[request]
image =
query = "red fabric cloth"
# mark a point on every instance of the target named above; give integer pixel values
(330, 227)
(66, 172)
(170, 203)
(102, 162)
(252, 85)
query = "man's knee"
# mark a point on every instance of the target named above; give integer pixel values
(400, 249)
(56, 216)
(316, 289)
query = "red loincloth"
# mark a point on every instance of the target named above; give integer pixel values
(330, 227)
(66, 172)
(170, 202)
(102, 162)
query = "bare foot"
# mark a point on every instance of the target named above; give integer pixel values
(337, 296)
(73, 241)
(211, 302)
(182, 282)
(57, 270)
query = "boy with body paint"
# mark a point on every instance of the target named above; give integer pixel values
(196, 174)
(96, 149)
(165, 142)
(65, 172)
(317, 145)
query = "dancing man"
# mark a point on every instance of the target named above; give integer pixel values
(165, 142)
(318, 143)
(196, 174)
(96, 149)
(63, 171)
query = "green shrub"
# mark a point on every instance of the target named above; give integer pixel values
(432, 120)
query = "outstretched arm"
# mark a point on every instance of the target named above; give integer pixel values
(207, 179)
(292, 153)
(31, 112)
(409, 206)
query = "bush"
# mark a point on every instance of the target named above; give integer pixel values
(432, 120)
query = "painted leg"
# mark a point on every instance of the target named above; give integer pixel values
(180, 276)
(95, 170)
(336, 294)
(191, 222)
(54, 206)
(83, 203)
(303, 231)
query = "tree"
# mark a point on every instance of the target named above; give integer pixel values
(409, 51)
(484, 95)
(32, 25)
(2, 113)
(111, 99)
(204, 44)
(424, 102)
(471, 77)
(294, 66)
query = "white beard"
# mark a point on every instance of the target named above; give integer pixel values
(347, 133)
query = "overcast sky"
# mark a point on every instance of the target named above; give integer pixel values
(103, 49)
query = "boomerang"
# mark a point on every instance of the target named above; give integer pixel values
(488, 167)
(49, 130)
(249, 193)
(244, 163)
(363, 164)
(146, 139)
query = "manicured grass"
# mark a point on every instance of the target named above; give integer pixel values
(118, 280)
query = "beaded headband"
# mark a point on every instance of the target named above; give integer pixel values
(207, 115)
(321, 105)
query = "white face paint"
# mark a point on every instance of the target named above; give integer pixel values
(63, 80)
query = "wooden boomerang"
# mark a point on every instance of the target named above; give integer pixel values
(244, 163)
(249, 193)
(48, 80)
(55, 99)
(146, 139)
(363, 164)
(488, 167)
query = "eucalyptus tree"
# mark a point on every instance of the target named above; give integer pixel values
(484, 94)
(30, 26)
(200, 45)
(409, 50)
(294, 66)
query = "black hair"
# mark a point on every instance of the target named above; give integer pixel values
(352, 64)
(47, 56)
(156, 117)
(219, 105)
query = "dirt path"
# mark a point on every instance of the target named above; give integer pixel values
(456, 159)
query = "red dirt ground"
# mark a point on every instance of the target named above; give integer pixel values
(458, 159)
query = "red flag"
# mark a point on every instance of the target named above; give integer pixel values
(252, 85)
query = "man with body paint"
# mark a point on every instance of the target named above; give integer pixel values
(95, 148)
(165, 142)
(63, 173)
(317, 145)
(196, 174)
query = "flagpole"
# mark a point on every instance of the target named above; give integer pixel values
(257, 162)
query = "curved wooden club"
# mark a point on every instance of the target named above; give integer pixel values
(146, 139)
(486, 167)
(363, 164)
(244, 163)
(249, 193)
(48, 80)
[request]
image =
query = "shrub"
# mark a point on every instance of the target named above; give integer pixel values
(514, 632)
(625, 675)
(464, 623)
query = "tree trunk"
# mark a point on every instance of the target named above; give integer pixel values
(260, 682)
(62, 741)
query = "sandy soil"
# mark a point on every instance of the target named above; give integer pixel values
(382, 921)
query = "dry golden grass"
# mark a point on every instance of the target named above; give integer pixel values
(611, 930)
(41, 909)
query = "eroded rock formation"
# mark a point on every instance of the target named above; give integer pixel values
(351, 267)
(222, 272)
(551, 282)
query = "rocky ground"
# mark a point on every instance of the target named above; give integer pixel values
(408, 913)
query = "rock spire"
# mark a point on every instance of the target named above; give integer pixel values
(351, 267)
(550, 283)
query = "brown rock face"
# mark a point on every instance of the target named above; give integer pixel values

- Set exercise -
Count the lines in the listing that contain the string "boomerang", matching case exactly. Reply with the number alone.

- Task result -
2